Task details:
If a line below holds the word "boat", count it; then say how many such lines there are and nothing else.

Extracted data:
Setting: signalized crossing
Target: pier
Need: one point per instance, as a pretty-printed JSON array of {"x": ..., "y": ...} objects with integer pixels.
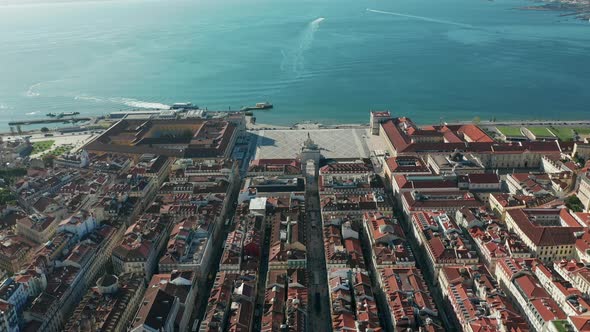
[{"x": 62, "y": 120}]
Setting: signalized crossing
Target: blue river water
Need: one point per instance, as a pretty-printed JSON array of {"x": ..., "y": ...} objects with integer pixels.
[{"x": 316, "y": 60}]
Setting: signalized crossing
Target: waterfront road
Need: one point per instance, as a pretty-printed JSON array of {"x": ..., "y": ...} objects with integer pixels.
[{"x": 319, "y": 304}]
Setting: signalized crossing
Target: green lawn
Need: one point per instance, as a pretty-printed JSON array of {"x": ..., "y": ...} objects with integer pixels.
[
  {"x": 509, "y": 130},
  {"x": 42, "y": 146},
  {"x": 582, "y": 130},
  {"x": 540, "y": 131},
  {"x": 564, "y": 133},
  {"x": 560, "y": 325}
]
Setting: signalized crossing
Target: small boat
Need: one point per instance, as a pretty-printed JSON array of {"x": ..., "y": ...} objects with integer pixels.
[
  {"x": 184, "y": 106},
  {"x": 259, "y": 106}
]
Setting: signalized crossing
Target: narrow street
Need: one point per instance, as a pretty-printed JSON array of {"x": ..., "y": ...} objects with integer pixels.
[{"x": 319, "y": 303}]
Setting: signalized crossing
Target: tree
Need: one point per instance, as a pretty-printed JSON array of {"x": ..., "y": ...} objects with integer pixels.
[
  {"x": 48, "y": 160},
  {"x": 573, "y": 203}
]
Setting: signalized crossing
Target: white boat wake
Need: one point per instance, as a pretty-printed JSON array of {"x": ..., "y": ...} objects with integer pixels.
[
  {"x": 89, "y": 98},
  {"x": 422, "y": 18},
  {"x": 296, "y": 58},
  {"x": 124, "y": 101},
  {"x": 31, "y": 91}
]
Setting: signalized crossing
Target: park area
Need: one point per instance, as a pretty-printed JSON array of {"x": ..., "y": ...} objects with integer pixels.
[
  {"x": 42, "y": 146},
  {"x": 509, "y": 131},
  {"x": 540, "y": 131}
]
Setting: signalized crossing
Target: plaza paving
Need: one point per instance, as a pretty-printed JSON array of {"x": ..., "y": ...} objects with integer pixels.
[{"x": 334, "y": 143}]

==

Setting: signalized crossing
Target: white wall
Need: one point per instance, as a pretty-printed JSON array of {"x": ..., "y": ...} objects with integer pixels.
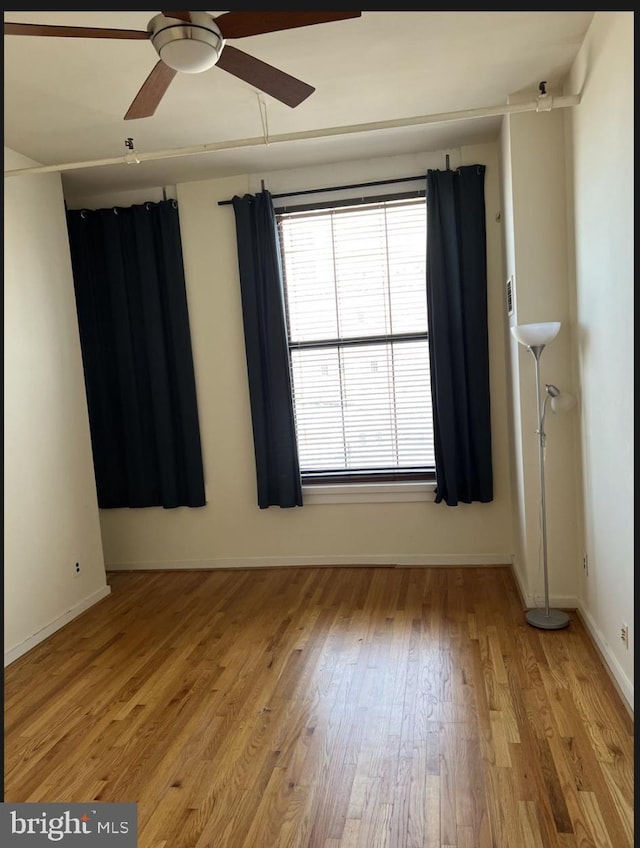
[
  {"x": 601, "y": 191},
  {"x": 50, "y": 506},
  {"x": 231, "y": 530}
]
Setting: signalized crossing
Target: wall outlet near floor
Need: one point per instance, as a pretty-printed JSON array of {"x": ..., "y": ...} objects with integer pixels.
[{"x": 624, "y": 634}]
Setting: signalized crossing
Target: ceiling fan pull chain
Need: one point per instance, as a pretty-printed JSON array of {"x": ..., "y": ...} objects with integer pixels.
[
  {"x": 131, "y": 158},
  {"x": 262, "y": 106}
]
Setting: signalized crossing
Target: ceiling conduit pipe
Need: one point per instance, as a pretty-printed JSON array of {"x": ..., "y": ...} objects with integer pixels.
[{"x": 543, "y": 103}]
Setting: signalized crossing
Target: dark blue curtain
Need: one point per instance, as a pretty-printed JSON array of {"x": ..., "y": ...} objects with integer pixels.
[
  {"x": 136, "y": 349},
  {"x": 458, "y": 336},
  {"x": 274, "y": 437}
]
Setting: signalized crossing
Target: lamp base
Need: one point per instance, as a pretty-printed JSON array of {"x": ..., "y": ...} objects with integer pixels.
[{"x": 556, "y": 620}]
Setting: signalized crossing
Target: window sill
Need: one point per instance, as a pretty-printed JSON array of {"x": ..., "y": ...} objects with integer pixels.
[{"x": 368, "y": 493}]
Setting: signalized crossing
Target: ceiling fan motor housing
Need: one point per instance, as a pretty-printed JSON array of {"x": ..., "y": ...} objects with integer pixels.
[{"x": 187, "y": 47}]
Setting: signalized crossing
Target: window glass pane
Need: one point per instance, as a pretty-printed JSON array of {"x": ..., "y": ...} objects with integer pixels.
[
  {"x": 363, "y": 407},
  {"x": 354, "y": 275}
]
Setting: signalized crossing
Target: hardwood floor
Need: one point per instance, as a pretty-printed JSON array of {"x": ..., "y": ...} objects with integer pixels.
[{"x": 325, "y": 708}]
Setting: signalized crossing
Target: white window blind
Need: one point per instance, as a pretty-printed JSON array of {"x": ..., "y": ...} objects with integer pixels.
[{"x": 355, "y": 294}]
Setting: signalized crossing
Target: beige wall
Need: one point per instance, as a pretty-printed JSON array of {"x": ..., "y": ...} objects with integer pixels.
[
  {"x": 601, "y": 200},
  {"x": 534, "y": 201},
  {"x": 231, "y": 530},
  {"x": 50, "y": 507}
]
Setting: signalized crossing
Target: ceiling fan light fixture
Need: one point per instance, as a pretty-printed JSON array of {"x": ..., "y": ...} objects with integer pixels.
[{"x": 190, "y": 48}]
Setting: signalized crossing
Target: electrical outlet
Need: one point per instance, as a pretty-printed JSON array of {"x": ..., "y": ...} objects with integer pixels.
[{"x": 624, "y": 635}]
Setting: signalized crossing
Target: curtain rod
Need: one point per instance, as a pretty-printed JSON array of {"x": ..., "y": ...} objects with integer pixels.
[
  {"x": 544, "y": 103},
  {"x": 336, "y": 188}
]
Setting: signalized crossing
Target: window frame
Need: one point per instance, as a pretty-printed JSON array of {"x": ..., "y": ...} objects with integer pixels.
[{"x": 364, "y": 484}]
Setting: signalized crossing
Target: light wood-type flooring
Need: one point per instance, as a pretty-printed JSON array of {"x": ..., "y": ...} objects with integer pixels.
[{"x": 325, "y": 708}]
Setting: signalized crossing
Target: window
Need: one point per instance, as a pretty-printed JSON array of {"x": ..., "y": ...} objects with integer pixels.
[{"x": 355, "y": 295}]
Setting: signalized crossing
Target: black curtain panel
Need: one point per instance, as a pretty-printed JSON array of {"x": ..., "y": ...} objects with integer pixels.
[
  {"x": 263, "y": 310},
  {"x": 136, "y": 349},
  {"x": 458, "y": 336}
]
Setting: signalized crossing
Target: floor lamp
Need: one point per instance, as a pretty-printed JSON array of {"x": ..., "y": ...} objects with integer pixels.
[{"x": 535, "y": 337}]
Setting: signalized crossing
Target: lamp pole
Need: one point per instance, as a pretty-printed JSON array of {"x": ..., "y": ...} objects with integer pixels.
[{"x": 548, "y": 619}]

--

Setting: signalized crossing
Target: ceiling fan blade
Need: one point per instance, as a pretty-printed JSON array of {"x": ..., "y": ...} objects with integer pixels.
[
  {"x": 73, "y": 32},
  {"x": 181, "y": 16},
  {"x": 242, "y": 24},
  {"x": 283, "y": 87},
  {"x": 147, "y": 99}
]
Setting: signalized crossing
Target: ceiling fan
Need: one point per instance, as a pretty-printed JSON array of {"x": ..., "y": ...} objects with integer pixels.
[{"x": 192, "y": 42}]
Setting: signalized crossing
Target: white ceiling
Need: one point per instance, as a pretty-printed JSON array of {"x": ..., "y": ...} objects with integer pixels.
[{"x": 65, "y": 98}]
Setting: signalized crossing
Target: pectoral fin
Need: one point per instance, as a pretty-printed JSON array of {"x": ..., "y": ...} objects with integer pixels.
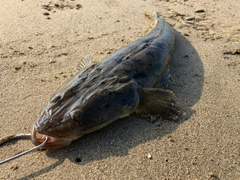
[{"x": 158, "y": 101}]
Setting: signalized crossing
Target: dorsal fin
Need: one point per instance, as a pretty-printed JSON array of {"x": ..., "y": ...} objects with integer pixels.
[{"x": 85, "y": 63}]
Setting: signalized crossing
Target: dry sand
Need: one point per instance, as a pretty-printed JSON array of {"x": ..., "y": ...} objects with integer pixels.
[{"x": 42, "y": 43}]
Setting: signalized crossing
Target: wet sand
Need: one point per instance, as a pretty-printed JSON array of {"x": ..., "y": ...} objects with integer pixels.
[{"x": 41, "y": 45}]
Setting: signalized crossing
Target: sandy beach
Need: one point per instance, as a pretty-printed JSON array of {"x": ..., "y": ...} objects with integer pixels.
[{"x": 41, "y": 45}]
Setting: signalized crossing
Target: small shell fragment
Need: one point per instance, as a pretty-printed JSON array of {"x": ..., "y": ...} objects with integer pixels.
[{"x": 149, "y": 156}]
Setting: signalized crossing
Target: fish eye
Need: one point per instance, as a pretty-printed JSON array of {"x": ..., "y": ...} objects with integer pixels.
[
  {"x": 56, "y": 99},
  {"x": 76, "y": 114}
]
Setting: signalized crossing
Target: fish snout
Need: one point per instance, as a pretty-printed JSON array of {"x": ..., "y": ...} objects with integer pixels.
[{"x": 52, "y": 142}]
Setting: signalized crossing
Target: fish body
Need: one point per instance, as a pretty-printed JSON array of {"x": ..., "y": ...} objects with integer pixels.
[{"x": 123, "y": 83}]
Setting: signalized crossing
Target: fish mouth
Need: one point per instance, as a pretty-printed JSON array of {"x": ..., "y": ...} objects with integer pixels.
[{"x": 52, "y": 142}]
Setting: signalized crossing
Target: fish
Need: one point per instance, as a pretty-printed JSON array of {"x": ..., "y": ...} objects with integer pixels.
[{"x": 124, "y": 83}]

Solution to this task:
2